◆ PROBLEM TO SOLVE ◆
From the first line to the last, please print the entries exactly, omitting pictures.

* * * *

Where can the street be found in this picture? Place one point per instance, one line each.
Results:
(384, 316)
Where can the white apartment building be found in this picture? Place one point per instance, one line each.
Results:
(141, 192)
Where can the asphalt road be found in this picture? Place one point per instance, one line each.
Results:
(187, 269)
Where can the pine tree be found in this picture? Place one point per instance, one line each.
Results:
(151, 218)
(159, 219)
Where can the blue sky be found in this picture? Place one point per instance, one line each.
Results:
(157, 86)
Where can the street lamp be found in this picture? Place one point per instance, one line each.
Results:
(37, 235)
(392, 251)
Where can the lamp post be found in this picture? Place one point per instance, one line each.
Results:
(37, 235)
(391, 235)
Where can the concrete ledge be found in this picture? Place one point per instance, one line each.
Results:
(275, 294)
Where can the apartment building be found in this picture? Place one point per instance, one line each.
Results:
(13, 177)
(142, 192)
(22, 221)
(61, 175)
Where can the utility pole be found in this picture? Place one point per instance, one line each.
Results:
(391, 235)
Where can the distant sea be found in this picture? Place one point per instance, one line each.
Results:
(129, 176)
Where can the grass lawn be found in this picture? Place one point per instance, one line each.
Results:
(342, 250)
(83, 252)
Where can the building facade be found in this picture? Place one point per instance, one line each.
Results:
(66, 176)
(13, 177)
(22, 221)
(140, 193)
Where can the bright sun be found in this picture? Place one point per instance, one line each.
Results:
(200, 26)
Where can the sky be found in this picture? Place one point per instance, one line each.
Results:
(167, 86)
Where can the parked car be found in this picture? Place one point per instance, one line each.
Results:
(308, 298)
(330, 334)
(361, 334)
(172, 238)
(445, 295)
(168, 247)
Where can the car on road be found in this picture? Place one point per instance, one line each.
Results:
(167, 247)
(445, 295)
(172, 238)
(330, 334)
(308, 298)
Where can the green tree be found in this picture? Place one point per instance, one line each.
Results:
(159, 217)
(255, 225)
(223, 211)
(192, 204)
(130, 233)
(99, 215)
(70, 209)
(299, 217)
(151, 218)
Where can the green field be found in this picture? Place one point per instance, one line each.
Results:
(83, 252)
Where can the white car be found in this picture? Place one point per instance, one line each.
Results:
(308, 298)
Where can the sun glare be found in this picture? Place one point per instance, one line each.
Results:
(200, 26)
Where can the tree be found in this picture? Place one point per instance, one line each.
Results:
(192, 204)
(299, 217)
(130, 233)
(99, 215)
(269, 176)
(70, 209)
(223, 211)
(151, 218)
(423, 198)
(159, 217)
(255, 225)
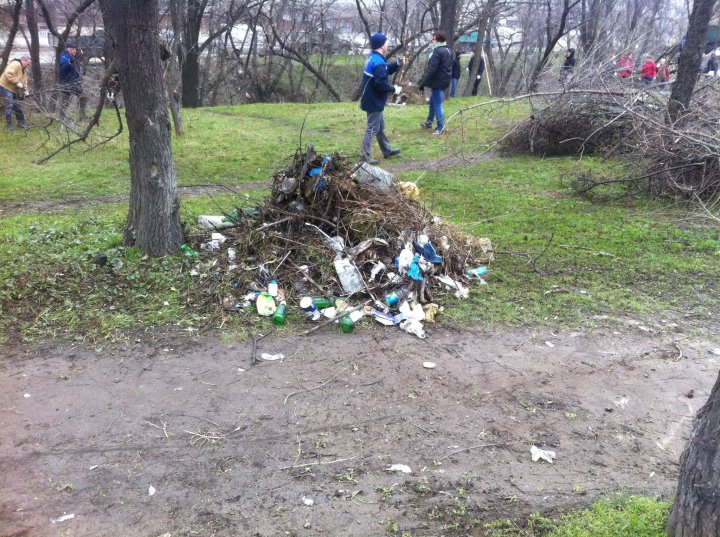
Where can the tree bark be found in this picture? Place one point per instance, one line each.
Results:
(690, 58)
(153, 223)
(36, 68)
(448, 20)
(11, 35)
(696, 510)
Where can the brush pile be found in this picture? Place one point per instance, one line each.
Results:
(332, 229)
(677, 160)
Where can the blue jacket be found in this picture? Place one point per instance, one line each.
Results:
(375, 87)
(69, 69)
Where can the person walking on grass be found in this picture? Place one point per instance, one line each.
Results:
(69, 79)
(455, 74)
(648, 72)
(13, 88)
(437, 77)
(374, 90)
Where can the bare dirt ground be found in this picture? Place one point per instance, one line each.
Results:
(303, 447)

* * * *

◆ ANSWER TO THIS TASK ◆
Where can the street be found in this picture? Place one point per instance, one line each.
Results:
(384, 316)
Where can the white apartment building be found in this picture? Place one point per instance, one line each.
Results:
(141, 192)
Where can the asphalt road be found in this picture? Place one point per instance, one line each.
Results:
(187, 269)
Where can the pine tree be found in this picture? Place one point per instance, one line each.
Results:
(151, 218)
(159, 219)
Where can the blue sky be found in this picture? Place one point per instance, one line each.
Results:
(157, 86)
Where can the street lamp be found in this picture? Place one point per instance, one line each.
Results:
(37, 235)
(392, 251)
Where can the lamp post be found in this picture? Place one point per instance, one line each.
Results:
(37, 235)
(391, 235)
Where can the concrete ledge be found in this picture? Place one point per instance, one line each.
Results:
(275, 294)
Where can the apartment building be found in this picture? Place one point per instance, one line each.
Results:
(13, 177)
(142, 192)
(22, 221)
(61, 175)
Where can the utility pole be found in this picture? Place one point per instance, one line each.
Results:
(391, 235)
Where can the distant sea be found in this picture? Place one point per instance, one line each.
Results:
(129, 176)
Where can the grass lawn be found in this picture? Place one point per instance, one line each.
Results:
(342, 250)
(83, 252)
Where can the building facade be found in this picture? Place one point per instance, one line each.
Results:
(66, 176)
(13, 177)
(22, 221)
(140, 193)
Where can the bright sun be found in this picture? Place one point per instance, one line each.
Results:
(200, 26)
Where can the sky be found in this picture? Place one point per instance, one line each.
Results:
(167, 86)
Where can the parked car be found in this picture? Place one point per instance, one line each.
Results:
(308, 298)
(330, 334)
(361, 334)
(172, 238)
(445, 295)
(168, 247)
Where can the car on road be found in this picture? Place one point per instance, one line each.
Results:
(167, 247)
(445, 295)
(172, 238)
(330, 334)
(308, 298)
Where can the green tree be found in this picture? Place one point per instance, one line each.
Results:
(159, 217)
(255, 225)
(223, 211)
(192, 204)
(130, 233)
(99, 215)
(70, 209)
(299, 217)
(151, 218)
Where can the green field be found in this picture? Place one point per instance, one line each.
Results:
(83, 252)
Where can the white car be found in this picture? Place one point per instance, one line each.
Results:
(308, 298)
Where can the sun glare be found in this picture? Place one point per instance, one line each.
Results:
(200, 26)
Where can the tree be found in this picture? Place one point per instance, one line each.
Results:
(192, 204)
(299, 217)
(130, 233)
(99, 215)
(269, 176)
(70, 209)
(223, 211)
(151, 218)
(423, 198)
(159, 217)
(255, 225)
Where can the tree bark be found in this picture? Place one point per instance, one line each.
Results:
(690, 58)
(153, 223)
(36, 68)
(448, 20)
(11, 35)
(696, 510)
Where can the brush pile be found in this picture? Place one point per instance, one line each.
Results:
(332, 229)
(677, 160)
Where can the blue jacket be found in this picture? Place one point per instance, one line each.
Results:
(375, 87)
(69, 69)
Where can the person walking on grass be found in this picture? Place one point per instance, one line each.
Results:
(69, 79)
(455, 74)
(648, 72)
(13, 88)
(437, 77)
(374, 90)
Where can the bare dirt ground be found in this picture? Place one point per instance, one line each.
Results:
(303, 447)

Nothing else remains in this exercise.